**Short task:** Render the listing from its first line through the line containing "[[751, 684]]" as a JSON list of strings, with one string per line and no blank lines. Leave the pictures out.

(Coordinate annotation entries)
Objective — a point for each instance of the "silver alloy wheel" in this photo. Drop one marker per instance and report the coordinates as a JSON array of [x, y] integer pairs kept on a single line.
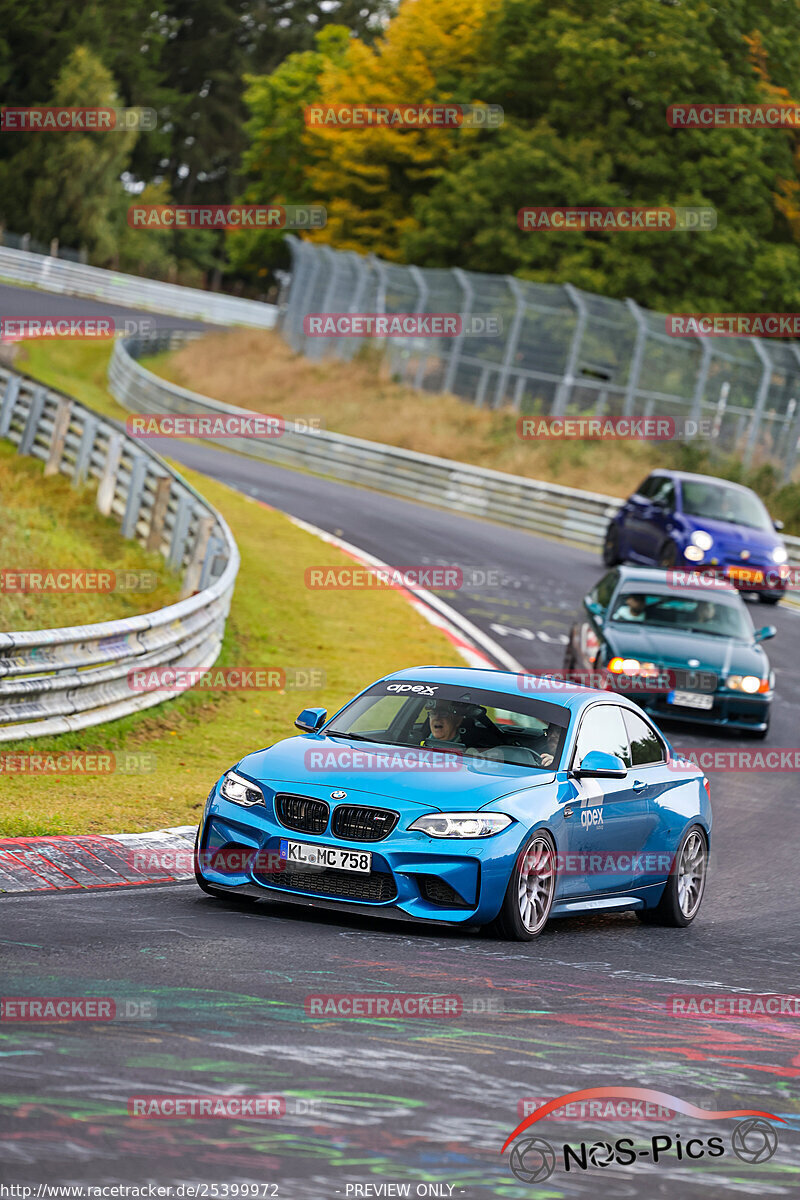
[[691, 874], [536, 885]]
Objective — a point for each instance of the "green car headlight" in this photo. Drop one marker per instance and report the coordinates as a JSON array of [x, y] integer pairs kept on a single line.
[[751, 684]]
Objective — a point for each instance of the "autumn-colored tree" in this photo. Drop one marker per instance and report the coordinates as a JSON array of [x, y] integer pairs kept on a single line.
[[277, 162]]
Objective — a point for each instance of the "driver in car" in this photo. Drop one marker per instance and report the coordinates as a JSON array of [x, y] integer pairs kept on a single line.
[[446, 719], [632, 609]]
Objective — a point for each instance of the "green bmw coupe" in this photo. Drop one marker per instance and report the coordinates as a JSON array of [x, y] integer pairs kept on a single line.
[[683, 651]]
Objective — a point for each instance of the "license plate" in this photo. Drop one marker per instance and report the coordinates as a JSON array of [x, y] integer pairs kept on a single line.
[[746, 574], [690, 700], [325, 856]]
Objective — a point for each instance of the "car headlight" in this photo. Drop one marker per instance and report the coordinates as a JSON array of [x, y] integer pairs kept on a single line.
[[241, 791], [751, 684], [461, 825], [631, 666]]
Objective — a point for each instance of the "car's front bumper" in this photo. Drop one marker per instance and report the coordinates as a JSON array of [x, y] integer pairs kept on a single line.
[[458, 881], [731, 711]]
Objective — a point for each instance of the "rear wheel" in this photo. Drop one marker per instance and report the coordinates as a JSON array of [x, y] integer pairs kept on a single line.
[[668, 555], [611, 546], [530, 892], [683, 895]]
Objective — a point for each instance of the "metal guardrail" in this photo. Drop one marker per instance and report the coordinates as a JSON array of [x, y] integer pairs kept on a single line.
[[53, 681], [132, 291], [564, 513], [559, 351]]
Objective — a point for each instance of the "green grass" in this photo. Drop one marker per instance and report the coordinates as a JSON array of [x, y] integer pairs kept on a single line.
[[275, 622], [48, 525]]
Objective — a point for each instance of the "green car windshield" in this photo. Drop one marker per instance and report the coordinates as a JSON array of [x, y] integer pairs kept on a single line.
[[720, 503], [695, 615]]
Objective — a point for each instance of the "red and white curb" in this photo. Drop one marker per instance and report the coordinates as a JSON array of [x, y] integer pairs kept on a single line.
[[104, 861]]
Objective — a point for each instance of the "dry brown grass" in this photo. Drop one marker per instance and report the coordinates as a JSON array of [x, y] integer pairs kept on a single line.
[[257, 370]]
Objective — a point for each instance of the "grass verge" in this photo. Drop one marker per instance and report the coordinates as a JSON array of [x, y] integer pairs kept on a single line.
[[275, 622], [47, 525], [257, 370]]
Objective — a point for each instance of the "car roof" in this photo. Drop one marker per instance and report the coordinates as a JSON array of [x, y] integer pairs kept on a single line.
[[571, 696], [656, 577], [699, 479]]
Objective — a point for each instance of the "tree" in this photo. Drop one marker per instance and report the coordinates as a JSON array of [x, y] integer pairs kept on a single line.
[[277, 161], [585, 87], [73, 179]]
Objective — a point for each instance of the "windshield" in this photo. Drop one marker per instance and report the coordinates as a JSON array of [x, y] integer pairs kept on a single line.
[[720, 618], [721, 503], [474, 723]]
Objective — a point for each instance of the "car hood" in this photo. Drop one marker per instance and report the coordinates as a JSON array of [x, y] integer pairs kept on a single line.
[[731, 539], [673, 648], [319, 765]]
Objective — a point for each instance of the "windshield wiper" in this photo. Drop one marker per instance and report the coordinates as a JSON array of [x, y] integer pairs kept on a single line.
[[711, 633]]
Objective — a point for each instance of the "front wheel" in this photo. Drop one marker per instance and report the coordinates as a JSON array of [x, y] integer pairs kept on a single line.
[[683, 895], [530, 892]]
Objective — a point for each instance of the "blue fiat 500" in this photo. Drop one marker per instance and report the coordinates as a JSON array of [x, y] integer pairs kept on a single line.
[[675, 519], [465, 797]]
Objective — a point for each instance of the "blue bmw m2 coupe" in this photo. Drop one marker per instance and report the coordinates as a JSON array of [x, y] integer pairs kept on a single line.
[[465, 797]]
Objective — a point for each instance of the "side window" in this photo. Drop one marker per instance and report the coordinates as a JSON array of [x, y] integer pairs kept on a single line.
[[603, 591], [602, 729], [647, 747], [665, 495]]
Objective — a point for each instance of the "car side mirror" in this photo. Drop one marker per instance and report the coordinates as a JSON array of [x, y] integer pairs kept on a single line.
[[599, 765], [311, 719]]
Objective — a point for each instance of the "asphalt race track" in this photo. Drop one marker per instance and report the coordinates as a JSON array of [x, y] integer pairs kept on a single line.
[[374, 1102]]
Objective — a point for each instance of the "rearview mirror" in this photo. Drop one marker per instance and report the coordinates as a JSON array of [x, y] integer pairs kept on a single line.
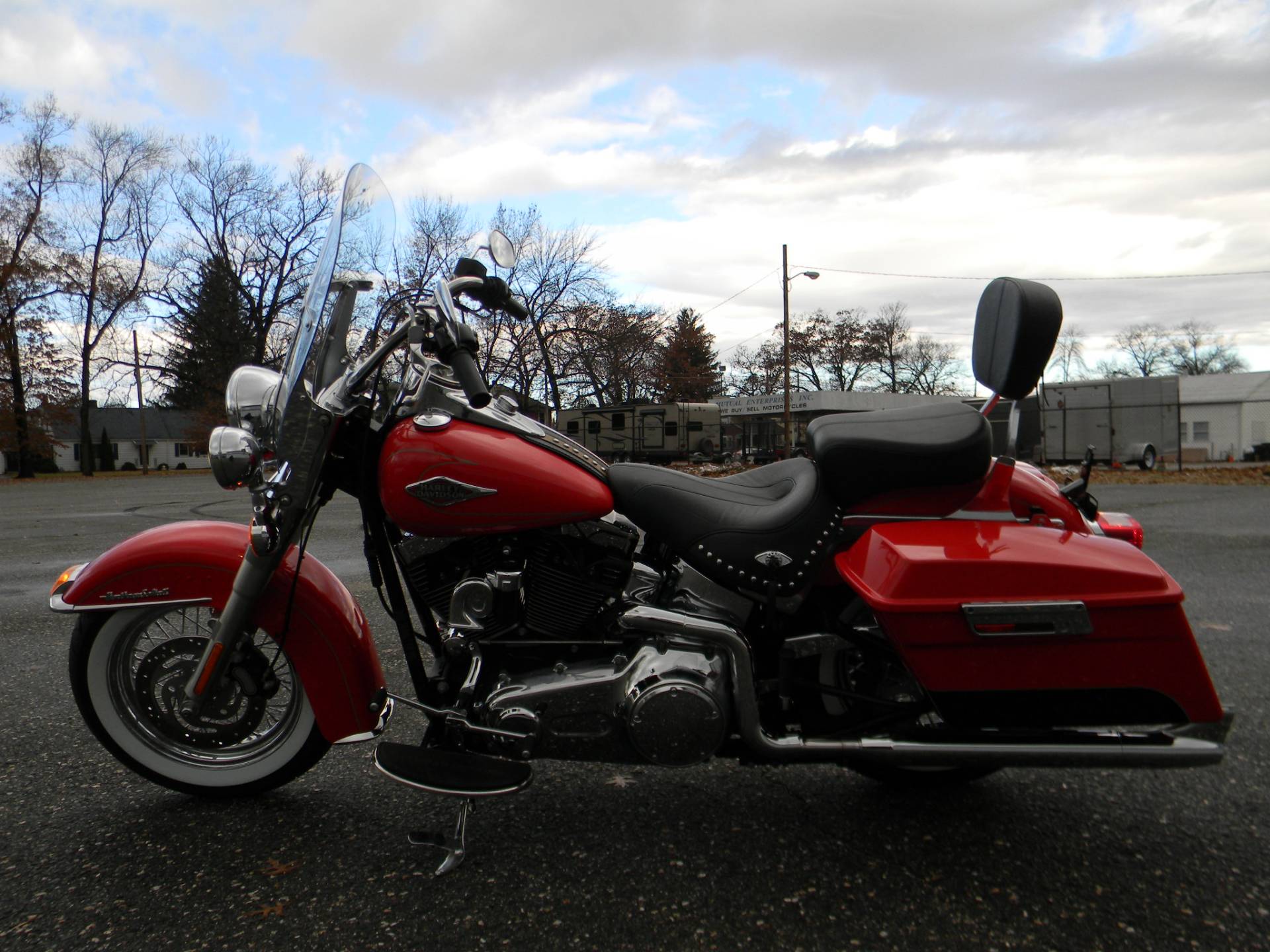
[[1015, 331], [501, 249]]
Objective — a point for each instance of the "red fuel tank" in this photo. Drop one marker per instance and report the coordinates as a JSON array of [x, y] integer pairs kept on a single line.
[[464, 479]]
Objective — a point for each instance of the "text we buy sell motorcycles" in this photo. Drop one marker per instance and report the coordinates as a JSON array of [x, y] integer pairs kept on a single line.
[[901, 603]]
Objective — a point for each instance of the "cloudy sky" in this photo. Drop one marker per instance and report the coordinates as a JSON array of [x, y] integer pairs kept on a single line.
[[1052, 139]]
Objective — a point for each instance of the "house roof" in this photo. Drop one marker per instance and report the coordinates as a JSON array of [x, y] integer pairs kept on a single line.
[[1226, 387], [125, 423]]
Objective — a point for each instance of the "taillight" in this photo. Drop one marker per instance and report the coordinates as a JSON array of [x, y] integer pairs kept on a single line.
[[1122, 526]]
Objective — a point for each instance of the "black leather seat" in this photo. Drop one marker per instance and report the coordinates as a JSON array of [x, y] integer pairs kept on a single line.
[[767, 526], [864, 454]]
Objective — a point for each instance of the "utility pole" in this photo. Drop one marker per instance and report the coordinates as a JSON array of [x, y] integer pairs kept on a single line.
[[142, 408], [785, 299]]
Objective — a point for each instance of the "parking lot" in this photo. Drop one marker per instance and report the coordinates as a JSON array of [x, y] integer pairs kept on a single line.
[[719, 856]]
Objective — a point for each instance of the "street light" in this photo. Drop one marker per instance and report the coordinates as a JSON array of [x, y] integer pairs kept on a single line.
[[785, 295]]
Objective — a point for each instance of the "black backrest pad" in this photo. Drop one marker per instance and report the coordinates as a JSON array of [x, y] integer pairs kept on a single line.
[[937, 444], [1015, 331]]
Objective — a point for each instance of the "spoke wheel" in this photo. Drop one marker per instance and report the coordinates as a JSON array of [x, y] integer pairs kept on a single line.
[[255, 731]]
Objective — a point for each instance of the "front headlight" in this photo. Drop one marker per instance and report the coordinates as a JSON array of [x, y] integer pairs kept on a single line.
[[235, 456], [249, 400]]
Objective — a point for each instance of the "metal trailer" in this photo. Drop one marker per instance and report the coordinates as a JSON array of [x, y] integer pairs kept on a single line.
[[646, 432], [1133, 420]]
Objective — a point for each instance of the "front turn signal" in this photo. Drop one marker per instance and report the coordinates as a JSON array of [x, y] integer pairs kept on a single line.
[[65, 579]]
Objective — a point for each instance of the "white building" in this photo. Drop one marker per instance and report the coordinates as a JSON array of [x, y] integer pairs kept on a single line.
[[1224, 415], [175, 438]]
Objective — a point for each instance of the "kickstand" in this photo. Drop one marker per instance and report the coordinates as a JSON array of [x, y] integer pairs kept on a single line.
[[454, 846]]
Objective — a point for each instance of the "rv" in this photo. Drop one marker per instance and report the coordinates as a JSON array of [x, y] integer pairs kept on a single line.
[[646, 432]]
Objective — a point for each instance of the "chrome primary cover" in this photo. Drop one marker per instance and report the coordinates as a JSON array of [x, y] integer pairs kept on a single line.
[[667, 706]]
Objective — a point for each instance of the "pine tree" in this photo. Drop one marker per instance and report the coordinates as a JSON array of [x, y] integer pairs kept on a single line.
[[212, 339], [689, 367]]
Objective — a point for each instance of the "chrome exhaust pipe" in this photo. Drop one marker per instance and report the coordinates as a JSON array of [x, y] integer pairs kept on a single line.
[[1191, 746]]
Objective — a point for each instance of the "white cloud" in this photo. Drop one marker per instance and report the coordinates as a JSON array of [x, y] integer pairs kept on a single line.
[[1023, 147]]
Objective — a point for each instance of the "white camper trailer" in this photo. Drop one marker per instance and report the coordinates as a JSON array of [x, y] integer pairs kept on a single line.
[[646, 432]]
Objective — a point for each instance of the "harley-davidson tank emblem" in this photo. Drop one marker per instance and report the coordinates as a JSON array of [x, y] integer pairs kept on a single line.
[[441, 492]]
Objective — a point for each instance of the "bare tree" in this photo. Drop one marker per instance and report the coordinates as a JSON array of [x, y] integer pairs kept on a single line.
[[33, 367], [613, 348], [439, 230], [1070, 353], [757, 372], [806, 358], [1147, 348], [267, 229], [113, 221], [1197, 349], [556, 272], [845, 349], [888, 335], [929, 367]]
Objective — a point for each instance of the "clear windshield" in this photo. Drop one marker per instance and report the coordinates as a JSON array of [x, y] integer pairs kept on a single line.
[[359, 248]]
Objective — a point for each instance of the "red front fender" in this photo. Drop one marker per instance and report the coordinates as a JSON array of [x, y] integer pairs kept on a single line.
[[329, 643]]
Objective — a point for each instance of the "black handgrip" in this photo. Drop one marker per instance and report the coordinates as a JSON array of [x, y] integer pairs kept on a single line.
[[456, 343], [469, 377], [497, 294]]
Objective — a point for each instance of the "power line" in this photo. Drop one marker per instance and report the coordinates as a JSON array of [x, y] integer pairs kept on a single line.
[[980, 277], [740, 292]]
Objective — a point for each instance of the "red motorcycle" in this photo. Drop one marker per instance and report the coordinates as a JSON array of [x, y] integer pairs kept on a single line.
[[901, 603]]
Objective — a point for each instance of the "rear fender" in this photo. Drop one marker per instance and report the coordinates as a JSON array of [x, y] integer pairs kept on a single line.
[[925, 580], [329, 641]]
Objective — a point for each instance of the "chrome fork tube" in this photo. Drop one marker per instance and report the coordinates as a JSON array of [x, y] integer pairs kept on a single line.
[[249, 584]]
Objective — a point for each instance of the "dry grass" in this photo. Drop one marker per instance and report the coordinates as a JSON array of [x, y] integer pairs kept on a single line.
[[11, 480], [1169, 476]]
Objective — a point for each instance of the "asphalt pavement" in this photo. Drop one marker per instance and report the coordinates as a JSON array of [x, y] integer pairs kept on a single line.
[[719, 856]]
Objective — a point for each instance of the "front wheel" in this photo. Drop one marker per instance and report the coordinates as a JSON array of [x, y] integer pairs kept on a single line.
[[127, 673]]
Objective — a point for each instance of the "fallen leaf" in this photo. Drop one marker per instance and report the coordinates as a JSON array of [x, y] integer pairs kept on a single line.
[[266, 912]]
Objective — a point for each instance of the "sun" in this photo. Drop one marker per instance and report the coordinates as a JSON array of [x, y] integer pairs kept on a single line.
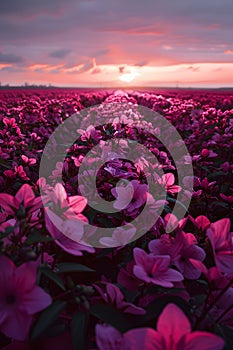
[[128, 77]]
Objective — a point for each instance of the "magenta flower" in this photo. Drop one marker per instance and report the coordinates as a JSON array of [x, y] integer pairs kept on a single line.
[[155, 269], [167, 181], [201, 222], [115, 297], [213, 275], [20, 298], [109, 338], [24, 196], [71, 206], [68, 234], [173, 333], [180, 249], [130, 197], [28, 161], [120, 237], [221, 241]]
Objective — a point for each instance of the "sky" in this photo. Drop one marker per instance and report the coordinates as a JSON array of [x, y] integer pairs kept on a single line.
[[108, 43]]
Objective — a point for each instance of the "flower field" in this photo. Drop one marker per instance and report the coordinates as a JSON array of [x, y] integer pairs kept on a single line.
[[116, 213]]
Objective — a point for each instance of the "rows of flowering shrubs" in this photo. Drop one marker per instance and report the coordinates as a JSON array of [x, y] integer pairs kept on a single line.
[[159, 290]]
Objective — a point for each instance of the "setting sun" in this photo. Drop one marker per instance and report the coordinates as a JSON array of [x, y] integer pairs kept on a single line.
[[128, 77]]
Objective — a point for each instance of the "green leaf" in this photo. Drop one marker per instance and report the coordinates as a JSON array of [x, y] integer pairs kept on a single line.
[[47, 318], [73, 267], [37, 237], [79, 330], [111, 316], [52, 276]]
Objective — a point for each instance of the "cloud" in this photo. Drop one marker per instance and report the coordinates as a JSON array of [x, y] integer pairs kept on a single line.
[[28, 7], [10, 58], [61, 53], [193, 69], [228, 52]]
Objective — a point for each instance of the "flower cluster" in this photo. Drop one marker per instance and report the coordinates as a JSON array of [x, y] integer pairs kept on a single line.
[[67, 286]]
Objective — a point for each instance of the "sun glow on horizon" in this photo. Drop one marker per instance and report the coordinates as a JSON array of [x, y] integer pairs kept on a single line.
[[128, 77]]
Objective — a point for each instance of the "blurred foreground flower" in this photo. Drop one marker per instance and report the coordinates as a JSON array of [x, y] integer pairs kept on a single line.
[[20, 298]]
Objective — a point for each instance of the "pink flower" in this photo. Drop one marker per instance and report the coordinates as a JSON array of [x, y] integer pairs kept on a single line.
[[171, 223], [20, 298], [201, 222], [28, 161], [155, 269], [130, 197], [20, 171], [120, 237], [109, 338], [173, 333], [24, 196], [228, 199], [221, 241], [71, 207], [68, 234], [180, 249], [115, 297], [167, 181]]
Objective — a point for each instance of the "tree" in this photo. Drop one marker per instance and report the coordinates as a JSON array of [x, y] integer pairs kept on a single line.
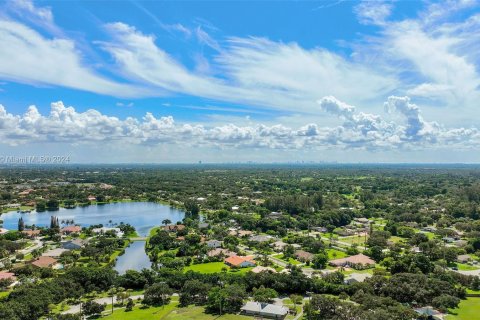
[[226, 300], [194, 292], [158, 294], [296, 299], [91, 307], [130, 305], [264, 295], [320, 260], [21, 224]]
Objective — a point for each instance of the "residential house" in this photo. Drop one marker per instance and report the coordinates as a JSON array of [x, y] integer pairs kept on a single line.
[[266, 310], [214, 243], [7, 275], [71, 229], [464, 258], [240, 261], [54, 253], [220, 252], [279, 245], [75, 244], [357, 277], [259, 269], [359, 261], [103, 230], [32, 234], [261, 238], [304, 256], [275, 215], [429, 313], [174, 227], [44, 262]]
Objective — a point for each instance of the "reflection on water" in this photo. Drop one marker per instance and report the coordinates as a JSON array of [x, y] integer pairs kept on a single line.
[[142, 215], [134, 258]]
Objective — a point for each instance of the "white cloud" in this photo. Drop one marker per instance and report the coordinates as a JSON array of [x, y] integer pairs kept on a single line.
[[362, 131], [28, 57], [373, 12]]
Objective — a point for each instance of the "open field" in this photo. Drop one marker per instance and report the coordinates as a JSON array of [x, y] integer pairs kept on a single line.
[[214, 267]]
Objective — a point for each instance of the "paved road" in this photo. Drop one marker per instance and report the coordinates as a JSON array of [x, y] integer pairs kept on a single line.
[[76, 308]]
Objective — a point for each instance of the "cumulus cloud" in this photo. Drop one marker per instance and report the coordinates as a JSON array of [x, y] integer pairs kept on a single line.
[[373, 12], [358, 131]]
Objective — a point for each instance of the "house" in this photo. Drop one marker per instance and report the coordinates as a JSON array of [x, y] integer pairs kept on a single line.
[[7, 275], [54, 253], [266, 310], [71, 229], [75, 244], [464, 258], [103, 230], [460, 243], [214, 243], [220, 252], [259, 269], [304, 256], [260, 238], [32, 234], [448, 239], [279, 245], [362, 220], [275, 215], [203, 225], [357, 277], [174, 227], [429, 313], [240, 261], [44, 262], [359, 261]]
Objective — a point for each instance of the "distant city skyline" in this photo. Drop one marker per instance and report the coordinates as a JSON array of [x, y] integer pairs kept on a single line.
[[239, 81]]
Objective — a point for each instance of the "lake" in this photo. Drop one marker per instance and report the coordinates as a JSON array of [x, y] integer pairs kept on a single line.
[[134, 258], [142, 215]]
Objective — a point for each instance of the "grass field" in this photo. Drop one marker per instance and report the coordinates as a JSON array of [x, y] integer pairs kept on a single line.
[[197, 313], [468, 309], [214, 267], [169, 312], [290, 260]]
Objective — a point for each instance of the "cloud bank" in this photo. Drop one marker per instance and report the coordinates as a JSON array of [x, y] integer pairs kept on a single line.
[[358, 130]]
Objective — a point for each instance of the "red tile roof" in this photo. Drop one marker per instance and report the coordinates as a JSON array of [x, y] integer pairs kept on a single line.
[[238, 260], [44, 262]]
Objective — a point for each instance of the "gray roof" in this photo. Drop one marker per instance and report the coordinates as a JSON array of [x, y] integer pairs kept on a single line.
[[265, 308]]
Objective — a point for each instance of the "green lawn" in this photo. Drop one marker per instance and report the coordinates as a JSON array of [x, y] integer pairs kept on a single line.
[[335, 254], [169, 312], [290, 260], [139, 313], [468, 309], [214, 267], [197, 313]]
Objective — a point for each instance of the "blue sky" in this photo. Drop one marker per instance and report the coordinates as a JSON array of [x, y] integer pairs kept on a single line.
[[182, 81]]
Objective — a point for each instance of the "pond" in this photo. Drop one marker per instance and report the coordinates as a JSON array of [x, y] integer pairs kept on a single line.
[[142, 215], [134, 258]]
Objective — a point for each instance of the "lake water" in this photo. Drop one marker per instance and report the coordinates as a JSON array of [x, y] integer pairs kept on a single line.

**Output of the exercise:**
[
  "Objective — a point for each instance of the \"silver alloy wheel\" in this photo. Drop one marker per instance and report the coordinates as a JSON array of [x, y] integer pairs kept on a single line.",
  "[[691, 874], [536, 885]]",
  "Objective — a point for each instance of the \"green car headlight\" in this photo. Drop one marker per instance and report the coordinates as a JSON array of [x, y] integer pairs kept on a single line.",
  "[[751, 684]]"
]